- **REQUIREMENTS**
• 1. Print the passage of the film overview that opens with the words containing "Mano Po 6: A" and closes with "Mano Po role.", word for word.
• 2. Output, unchanged, the lines of the listing that run from the line containing "For the boy's right" through the end of the listing, leaving out any pictures.

- **SOURCE DOCUMENT**
--- Start ---

Mano Po 6: A Mother's Love () is a 2009 Filipino drama film and the sixth installment of the Mano Po franchise, following Mano Po 5: Gua Ai Di in 2006. Produced by Regal Entertainment, Mano Po 6 marks the first and so far, only appearance of Sharon Cuneta in a Regal Entertainment film outside of her home studios Viva Films and Star Cinema. It co-stars Zsa Zsa Padilla (in her third Mano Po role), Christopher De Leon, Boots Anson-Roa (fourth appearance in the Mano Po series), Kris Aquino (in her third Mano Po role), Dennis Trillo (in another Mano Po appearance, last seen in Mano Po III: My Love), Heart Evangelista, and Ciara Sotto. This is Cuneta's reunion movie with her co-stars Christopher de Leon and Zsa Zsa Padilla from Madrasta. Joel Lamangan, who had last worked with Cuneta in Walang Kapalit directed his fifth Mano Po role.

--- End ---

(Collected data)
--- Start ---

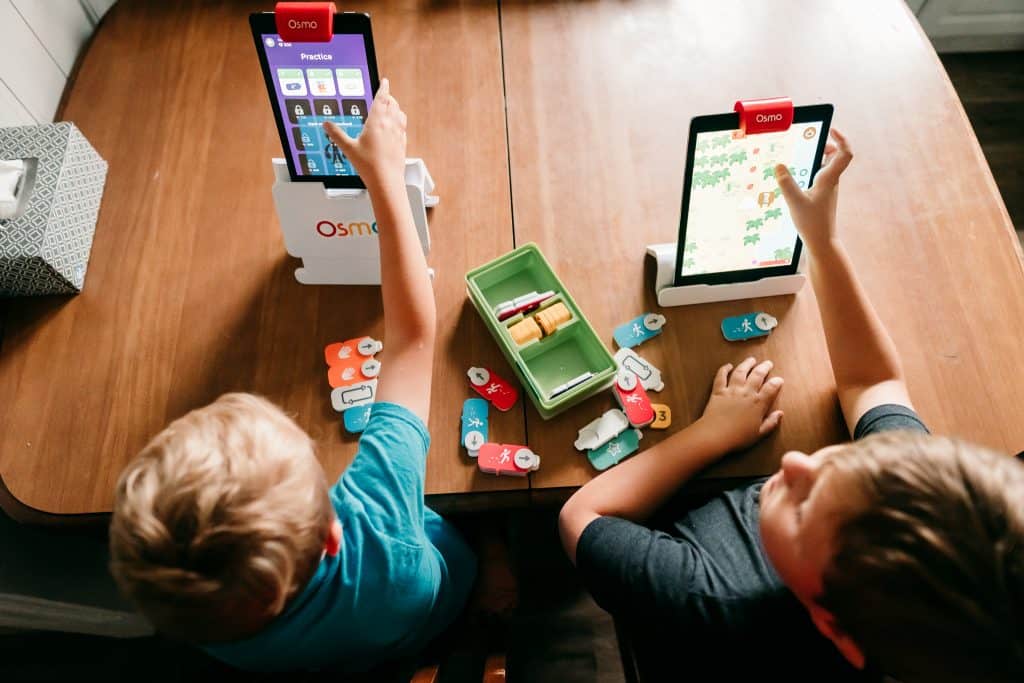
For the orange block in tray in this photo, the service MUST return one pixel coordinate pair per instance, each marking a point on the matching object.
(352, 360)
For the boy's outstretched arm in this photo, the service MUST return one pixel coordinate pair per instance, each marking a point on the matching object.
(410, 314)
(738, 413)
(864, 360)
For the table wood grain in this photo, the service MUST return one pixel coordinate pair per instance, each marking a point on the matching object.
(189, 292)
(599, 97)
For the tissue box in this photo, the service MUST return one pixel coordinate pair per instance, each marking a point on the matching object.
(44, 249)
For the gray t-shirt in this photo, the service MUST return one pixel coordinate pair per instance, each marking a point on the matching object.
(697, 592)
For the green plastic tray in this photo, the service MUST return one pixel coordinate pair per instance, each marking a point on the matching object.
(542, 365)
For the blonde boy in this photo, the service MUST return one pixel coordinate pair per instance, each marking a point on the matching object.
(904, 550)
(225, 534)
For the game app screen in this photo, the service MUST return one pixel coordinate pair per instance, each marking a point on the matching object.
(737, 219)
(317, 82)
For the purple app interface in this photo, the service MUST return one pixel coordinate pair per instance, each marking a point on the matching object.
(317, 82)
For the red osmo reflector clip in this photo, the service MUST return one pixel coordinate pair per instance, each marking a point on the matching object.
(304, 22)
(764, 116)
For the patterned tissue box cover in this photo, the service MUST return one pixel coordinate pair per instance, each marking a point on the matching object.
(45, 248)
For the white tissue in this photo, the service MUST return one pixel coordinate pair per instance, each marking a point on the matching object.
(10, 176)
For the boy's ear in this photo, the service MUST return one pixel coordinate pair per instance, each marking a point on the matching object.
(825, 623)
(332, 546)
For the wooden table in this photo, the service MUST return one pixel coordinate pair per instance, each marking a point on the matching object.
(189, 292)
(599, 98)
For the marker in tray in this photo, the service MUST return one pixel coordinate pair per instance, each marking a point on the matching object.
(521, 304)
(572, 383)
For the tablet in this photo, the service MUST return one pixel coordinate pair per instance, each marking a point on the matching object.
(310, 83)
(734, 225)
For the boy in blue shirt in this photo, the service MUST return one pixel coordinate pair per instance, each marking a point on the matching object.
(225, 534)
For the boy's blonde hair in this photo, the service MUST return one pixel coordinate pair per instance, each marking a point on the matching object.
(219, 520)
(928, 579)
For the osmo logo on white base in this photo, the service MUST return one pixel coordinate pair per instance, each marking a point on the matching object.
(327, 228)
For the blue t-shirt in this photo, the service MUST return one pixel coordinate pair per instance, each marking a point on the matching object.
(401, 578)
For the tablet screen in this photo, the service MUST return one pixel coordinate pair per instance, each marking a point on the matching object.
(737, 219)
(313, 83)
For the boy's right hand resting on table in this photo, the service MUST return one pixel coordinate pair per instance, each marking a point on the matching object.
(814, 211)
(740, 408)
(379, 152)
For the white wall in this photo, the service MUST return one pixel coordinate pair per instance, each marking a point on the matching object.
(968, 26)
(39, 42)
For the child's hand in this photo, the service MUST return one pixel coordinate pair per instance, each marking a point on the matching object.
(740, 403)
(814, 211)
(379, 152)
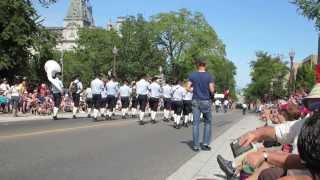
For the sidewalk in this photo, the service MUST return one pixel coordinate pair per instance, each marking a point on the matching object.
(204, 165)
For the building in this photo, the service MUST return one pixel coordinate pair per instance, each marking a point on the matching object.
(79, 15)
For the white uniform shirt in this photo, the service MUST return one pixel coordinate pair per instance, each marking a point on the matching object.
(177, 93)
(88, 92)
(142, 87)
(155, 90)
(112, 88)
(167, 91)
(104, 93)
(57, 86)
(187, 96)
(97, 86)
(79, 86)
(125, 91)
(5, 88)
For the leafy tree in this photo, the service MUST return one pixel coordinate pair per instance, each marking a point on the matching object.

--- End ---

- **ANSWERS FOR THE EXERCISE**
• 1.
Mano Po 6: A Mother's Love () is a 2009 Filipino drama film and the sixth installment of the Mano Po franchise, following Mano Po 5: Gua Ai Di in 2006. Produced by Regal Entertainment, Mano Po 6 marks the first and so far, only appearance of Sharon Cuneta in a Regal Entertainment film outside of her home studios Viva Films and Star Cinema. It co-stars Zsa Zsa Padilla (in her third Mano Po role), Christopher De Leon, Boots Anson-Roa (fourth appearance in the Mano Po series), Kris Aquino (in her third Mano Po role), Dennis Trillo (in another Mano Po appearance, last seen in Mano Po III: My Love), Heart Evangelista, and Ciara Sotto. This is Cuneta's reunion movie with her co-stars Christopher de Leon and Zsa Zsa Padilla from Madrasta. Joel Lamangan, who had last worked with Cuneta in Walang Kapalit directed his fifth Mano Po role.

• 2.
For the boy's right hand resting on table in this photo, the service MUST return one pixel coordinate pair per instance, each marking a point on the matching object.
(814, 211)
(740, 408)
(379, 152)
For the white wall in this photo, the service MUST return one pixel coordinate pair per instance, each marking a point on the matching object.
(968, 26)
(39, 42)
For the child's hand in this photo, the service MUST return one pixel coordinate pair per instance, each marking a point on the matching object.
(740, 403)
(814, 211)
(379, 152)
For the sidewalk in this photo, the service MUST return one pixel coordinate pair per instance, each marking a point on the matching object.
(204, 165)
For the building in this photo, the service MUST return one pixel coordinate pair per instance, each marking a point on the matching object.
(79, 15)
For the white uniform shirt in this photo, the service MUST return one pixel coordinate pair per instance, each marking a point on the matching object.
(177, 93)
(88, 92)
(142, 87)
(155, 90)
(112, 88)
(167, 91)
(104, 93)
(57, 86)
(187, 96)
(97, 86)
(79, 86)
(125, 91)
(5, 88)
For the leafy tree in this photo, the service MUST return one pixel coordinate pair per instance, each marking a point on the matching object.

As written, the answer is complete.